_Raw records_.
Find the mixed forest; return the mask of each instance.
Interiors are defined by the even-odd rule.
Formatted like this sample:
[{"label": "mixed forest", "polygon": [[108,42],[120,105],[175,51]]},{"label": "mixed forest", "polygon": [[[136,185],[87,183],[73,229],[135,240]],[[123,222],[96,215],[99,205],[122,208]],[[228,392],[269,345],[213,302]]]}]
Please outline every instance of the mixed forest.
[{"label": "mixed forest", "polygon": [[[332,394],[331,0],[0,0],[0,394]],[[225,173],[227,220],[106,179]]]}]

_What the exercise asks_. Rewrite all the records above, changing each "instance" to "occurrence" and leaving everything else as it is.

_Solved exercise_.
Find the mixed forest; return the mask of each occurrence.
Interiors are defined by the even-odd rule.
Formatted like this sample:
[{"label": "mixed forest", "polygon": [[108,42],[120,105],[175,51]]},{"label": "mixed forest", "polygon": [[[136,185],[87,183],[73,229],[135,240]],[[123,222],[96,215],[99,205],[122,208]],[[228,392],[269,345],[213,302]]]}]
Please outline every occurrence of the mixed forest.
[{"label": "mixed forest", "polygon": [[[332,394],[331,0],[0,0],[0,394]],[[225,173],[227,220],[106,179]]]}]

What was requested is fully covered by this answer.